**What the task asks**
Write down each entry again, exactly as it reads.

::: Extracted information :::

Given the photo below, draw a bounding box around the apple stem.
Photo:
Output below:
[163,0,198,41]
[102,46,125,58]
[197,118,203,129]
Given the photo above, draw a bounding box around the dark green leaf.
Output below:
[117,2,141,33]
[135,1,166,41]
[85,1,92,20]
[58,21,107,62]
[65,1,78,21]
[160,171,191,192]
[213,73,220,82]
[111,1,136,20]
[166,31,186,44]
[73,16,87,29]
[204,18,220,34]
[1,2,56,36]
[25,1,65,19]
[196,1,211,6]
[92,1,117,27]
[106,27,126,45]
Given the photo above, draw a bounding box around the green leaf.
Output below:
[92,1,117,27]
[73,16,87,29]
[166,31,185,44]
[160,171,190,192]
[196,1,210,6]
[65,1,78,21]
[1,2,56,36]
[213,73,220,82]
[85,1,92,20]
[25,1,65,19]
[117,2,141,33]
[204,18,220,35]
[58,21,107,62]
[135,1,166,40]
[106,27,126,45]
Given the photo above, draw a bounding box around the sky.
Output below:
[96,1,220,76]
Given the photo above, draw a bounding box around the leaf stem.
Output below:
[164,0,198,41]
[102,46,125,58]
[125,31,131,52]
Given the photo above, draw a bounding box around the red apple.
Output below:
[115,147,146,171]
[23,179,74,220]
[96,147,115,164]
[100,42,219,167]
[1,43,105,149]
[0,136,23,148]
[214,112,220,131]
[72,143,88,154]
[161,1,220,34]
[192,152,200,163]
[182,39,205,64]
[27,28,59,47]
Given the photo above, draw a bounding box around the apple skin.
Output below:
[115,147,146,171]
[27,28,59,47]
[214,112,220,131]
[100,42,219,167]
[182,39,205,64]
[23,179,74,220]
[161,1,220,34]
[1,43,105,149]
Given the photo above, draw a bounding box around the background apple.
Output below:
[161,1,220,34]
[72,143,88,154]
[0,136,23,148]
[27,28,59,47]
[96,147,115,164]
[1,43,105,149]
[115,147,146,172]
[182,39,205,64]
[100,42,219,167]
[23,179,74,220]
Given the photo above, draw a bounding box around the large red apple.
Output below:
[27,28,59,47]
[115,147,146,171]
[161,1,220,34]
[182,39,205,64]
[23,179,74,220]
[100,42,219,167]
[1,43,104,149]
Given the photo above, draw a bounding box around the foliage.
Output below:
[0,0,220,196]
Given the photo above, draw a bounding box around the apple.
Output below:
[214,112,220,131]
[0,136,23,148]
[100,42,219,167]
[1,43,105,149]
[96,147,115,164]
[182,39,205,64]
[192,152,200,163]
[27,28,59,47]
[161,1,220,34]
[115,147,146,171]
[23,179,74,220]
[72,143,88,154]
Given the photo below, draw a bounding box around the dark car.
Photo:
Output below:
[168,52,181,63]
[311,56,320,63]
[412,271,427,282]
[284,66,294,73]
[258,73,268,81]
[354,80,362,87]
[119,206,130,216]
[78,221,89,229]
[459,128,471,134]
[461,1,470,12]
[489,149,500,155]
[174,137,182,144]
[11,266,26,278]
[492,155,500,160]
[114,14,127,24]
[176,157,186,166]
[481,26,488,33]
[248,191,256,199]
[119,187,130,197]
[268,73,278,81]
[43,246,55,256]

:::

**Solved exercise**
Given the photo below, draw a bounding box around the apple stem.
Photo:
Output below:
[163,0,198,41]
[102,46,125,58]
[197,118,203,129]
Given the photo above, draw a bounding box around the dark green leaf.
Output below:
[117,2,141,33]
[135,1,166,41]
[85,1,92,20]
[58,21,107,62]
[65,1,78,21]
[160,171,191,192]
[213,73,220,82]
[111,1,136,20]
[166,31,186,44]
[73,16,87,29]
[204,18,220,34]
[1,2,56,36]
[25,1,65,19]
[196,1,211,6]
[92,1,117,27]
[106,27,126,45]
Given the photo above, draw a bounding box around the green leaf.
Output below:
[92,1,117,27]
[73,16,87,29]
[166,31,185,44]
[160,171,190,192]
[196,1,210,6]
[65,1,78,21]
[1,2,56,36]
[213,73,220,82]
[85,1,92,20]
[25,1,65,19]
[117,2,141,33]
[204,18,220,35]
[58,21,107,62]
[135,1,166,40]
[106,27,126,45]
Given the photo above, draw a bounding box around the sky.
Output below:
[96,1,220,76]
Given the photo above, draw a bounding box around the leaf stem.
Output below:
[164,0,198,41]
[102,46,125,58]
[125,31,131,52]
Given the photo above, draw a bounding box around the red apple.
Output below:
[115,147,146,171]
[23,179,74,220]
[96,147,115,164]
[100,42,219,167]
[1,43,105,149]
[0,136,23,148]
[214,112,220,131]
[72,143,88,154]
[161,1,220,34]
[192,152,200,163]
[182,39,205,64]
[27,28,59,47]
Given the photo above, draw a bounding box around the apple skin.
Output below:
[115,147,146,171]
[27,28,59,47]
[214,112,220,131]
[100,42,219,167]
[182,39,205,64]
[23,179,74,220]
[161,1,220,34]
[1,43,105,149]
Given the photo above, draw a bounding box around the background apple.
Output below:
[161,1,220,34]
[72,143,88,154]
[0,136,23,148]
[27,28,59,47]
[96,147,115,164]
[1,43,105,149]
[115,147,146,172]
[182,39,205,64]
[100,42,219,167]
[23,179,74,220]
Given the photo above, draw a bounding box around the large red apple.
Output below:
[27,28,59,47]
[115,147,146,171]
[161,1,220,34]
[182,39,205,64]
[23,179,74,220]
[100,42,219,167]
[1,43,104,149]
Given the photo above, draw a bounding box around the foliage.
Output below:
[0,0,220,196]
Given the photo above, draw a bounding box around the apple.
Output below:
[214,112,220,131]
[0,136,23,148]
[100,42,219,167]
[1,43,105,149]
[96,147,115,164]
[182,39,205,64]
[192,152,200,163]
[27,28,59,47]
[161,1,220,34]
[115,147,146,171]
[23,179,74,220]
[72,143,88,154]
Given the photo below, draw a bounding box around the dark car.
Photo:
Output below:
[168,52,181,63]
[311,56,320,63]
[412,271,427,282]
[284,66,294,73]
[258,73,268,81]
[354,80,362,87]
[119,206,130,216]
[78,221,89,229]
[459,128,471,134]
[461,1,470,12]
[489,149,500,155]
[174,137,182,144]
[11,266,26,278]
[492,155,500,160]
[114,14,127,24]
[176,157,186,166]
[481,26,488,33]
[248,191,256,199]
[119,187,130,197]
[268,73,278,81]
[43,246,55,256]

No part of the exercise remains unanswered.